---- MATERIAL FOR THIS EXERCISE

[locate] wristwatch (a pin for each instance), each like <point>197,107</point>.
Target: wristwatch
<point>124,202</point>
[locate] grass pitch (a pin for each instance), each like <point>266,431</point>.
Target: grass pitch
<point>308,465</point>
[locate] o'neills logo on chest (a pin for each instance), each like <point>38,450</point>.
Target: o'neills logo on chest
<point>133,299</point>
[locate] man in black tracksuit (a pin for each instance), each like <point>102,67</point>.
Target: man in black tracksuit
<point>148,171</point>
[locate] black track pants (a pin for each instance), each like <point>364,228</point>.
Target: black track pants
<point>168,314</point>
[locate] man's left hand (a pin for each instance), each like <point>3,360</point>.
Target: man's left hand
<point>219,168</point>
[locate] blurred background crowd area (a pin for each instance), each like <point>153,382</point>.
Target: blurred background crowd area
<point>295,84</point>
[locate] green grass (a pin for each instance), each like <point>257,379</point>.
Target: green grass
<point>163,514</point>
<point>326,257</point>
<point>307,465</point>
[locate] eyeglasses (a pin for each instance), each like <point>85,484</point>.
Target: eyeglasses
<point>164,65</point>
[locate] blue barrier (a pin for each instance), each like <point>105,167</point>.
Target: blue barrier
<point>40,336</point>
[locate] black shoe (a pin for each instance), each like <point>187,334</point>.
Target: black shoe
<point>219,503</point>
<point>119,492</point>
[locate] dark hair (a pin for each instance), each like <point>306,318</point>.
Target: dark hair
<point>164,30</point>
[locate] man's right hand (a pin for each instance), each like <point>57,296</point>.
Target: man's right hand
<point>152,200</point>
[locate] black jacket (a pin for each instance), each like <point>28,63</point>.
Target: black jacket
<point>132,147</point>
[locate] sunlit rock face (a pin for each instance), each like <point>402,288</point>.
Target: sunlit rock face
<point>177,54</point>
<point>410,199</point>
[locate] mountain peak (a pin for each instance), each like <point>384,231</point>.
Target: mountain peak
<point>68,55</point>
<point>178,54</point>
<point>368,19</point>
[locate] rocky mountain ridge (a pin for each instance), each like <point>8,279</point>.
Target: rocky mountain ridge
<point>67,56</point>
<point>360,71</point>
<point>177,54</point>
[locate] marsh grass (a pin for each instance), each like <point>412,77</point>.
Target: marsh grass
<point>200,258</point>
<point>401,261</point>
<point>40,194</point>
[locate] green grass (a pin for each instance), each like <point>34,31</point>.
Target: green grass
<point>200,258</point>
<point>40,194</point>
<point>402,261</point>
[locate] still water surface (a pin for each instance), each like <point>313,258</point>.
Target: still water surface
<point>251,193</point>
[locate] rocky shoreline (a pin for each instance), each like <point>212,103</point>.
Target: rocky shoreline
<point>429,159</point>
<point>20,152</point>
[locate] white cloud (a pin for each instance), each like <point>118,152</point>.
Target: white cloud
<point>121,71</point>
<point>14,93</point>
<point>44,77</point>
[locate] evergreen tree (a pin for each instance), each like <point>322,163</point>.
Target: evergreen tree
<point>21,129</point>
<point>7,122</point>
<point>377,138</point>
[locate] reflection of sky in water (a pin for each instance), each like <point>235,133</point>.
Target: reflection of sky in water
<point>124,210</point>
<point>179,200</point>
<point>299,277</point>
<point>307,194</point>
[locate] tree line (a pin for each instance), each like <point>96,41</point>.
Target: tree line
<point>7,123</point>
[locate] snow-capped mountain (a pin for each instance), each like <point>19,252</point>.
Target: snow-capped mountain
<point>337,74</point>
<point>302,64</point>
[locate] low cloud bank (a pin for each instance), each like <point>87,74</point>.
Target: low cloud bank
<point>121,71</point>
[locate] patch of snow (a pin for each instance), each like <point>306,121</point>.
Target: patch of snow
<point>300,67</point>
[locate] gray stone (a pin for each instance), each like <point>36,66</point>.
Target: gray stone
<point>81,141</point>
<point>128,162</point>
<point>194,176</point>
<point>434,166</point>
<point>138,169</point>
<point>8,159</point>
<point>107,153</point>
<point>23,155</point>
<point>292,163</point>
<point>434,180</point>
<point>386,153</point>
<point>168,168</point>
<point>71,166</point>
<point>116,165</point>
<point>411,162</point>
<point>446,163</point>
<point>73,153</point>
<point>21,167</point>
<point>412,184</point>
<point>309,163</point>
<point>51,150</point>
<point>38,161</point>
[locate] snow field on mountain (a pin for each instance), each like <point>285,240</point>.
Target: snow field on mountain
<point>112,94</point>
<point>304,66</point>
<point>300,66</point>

--------

• WORK TO BE COMPLETED
Repeat all of the data shown above, exactly as it appears.

• SOLUTION FOR THIS TASK
[locate] wristwatch (a pin for each instance), each like <point>197,107</point>.
Target: wristwatch
<point>124,202</point>
[locate] grass pitch (a pin for each instance), each like <point>266,431</point>.
Target: grass pitch
<point>308,465</point>
[locate] o'neills logo on chest (a pin for each instance), each like <point>38,450</point>.
Target: o'neills logo on chest
<point>133,299</point>
[locate] man in black tracksuit (a pin for each instance), each like <point>102,67</point>.
Target: man in black tracksuit
<point>148,171</point>
[locate] black track pants (a pin for each instance), each like <point>364,228</point>.
Target: black track pants
<point>168,314</point>
[locate] man's left hand (a pin for each instance), each like <point>3,360</point>.
Target: man's left hand
<point>219,168</point>
[locate] blurred background crowd area (a pin for each instance), each like <point>153,382</point>.
Target: blurred background crowd area
<point>295,84</point>
[locate] green grass (a pin for each instance), each like <point>257,379</point>.
Target: green grass
<point>163,514</point>
<point>326,257</point>
<point>307,465</point>
[locate] eyeglasses (a pin for each instance), each like <point>85,484</point>.
Target: eyeglasses
<point>164,65</point>
[locate] blue barrier (a pin for each instance), each like <point>105,167</point>.
Target: blue barrier
<point>40,336</point>
[locate] black shoe (a pin for each instance), each like <point>187,334</point>.
Target: black shoe
<point>219,503</point>
<point>119,492</point>
[locate] dark hair (a pin for each instance), each like <point>306,318</point>.
Target: dark hair
<point>164,30</point>
[locate] man's right hand (a pin for each instance), each like <point>57,296</point>.
Target: man's right hand
<point>152,200</point>
[locate] black jacket (a pin for each instance), each like <point>28,63</point>.
Target: black jacket
<point>132,147</point>
[locate] sunlit rock face (a pin for each instance), each like <point>402,288</point>.
Target: sunlit rock face
<point>177,54</point>
<point>410,199</point>
[locate] mountain peak (a pin for each instance), each like <point>384,231</point>.
Target: mountain peak
<point>68,55</point>
<point>178,54</point>
<point>368,19</point>
[locate] rocky mountain ridge (a pin for each instance), each like <point>8,279</point>.
Target: rocky mountain ridge
<point>67,56</point>
<point>360,71</point>
<point>177,54</point>
[locate] marsh grass (a pin for each instance), each like <point>412,77</point>.
Target: marsh grass
<point>200,258</point>
<point>401,261</point>
<point>40,194</point>
[locate] green grass (a pin for each instance), each like <point>34,31</point>.
Target: green grass
<point>200,258</point>
<point>40,194</point>
<point>402,261</point>
[locate] still water surface (a pin for each instance), each like <point>313,258</point>.
Target: still water surface
<point>251,193</point>
[locate] rocky shoreline (a pin for each instance), each like <point>212,103</point>.
Target: rocky shoreline
<point>429,159</point>
<point>20,152</point>
[locate] white cloud (a pin for each instance), each like <point>118,152</point>.
Target: white cloud
<point>121,71</point>
<point>14,93</point>
<point>44,77</point>
[locate] evergreen tree (a pin for each instance), each like <point>322,163</point>.
Target: evergreen tree
<point>21,129</point>
<point>7,122</point>
<point>377,138</point>
[locate] reflection of sky in water (a pin for each instance), each like <point>235,133</point>.
Target: reflection of sky in water
<point>124,210</point>
<point>179,200</point>
<point>299,277</point>
<point>307,194</point>
[locate] tree line (a pin for each instance), each like <point>96,41</point>.
Target: tree line
<point>7,123</point>
[locate] snow-capped mountain (a pin for each instance), each like <point>19,252</point>.
Target: snow-capped mountain
<point>337,74</point>
<point>302,64</point>
[locate] low cloud bank (a pin for each instance), each like <point>87,74</point>.
Target: low cloud bank
<point>121,71</point>
[locate] patch of snow (a pin for each instance), each like <point>306,121</point>.
Target: patch of snow
<point>300,67</point>
[locate] gray stone (a pin for each instance), each like <point>36,66</point>.
Target: gray stone
<point>81,141</point>
<point>128,162</point>
<point>194,176</point>
<point>434,166</point>
<point>138,169</point>
<point>8,159</point>
<point>107,153</point>
<point>23,155</point>
<point>292,163</point>
<point>434,180</point>
<point>386,153</point>
<point>168,168</point>
<point>71,166</point>
<point>116,165</point>
<point>411,162</point>
<point>446,163</point>
<point>73,153</point>
<point>21,167</point>
<point>412,184</point>
<point>309,163</point>
<point>51,150</point>
<point>38,161</point>
[locate] snow field on mountain (a pin for each instance), each like <point>285,240</point>.
Target: snow field on mountain
<point>112,94</point>
<point>304,66</point>
<point>300,66</point>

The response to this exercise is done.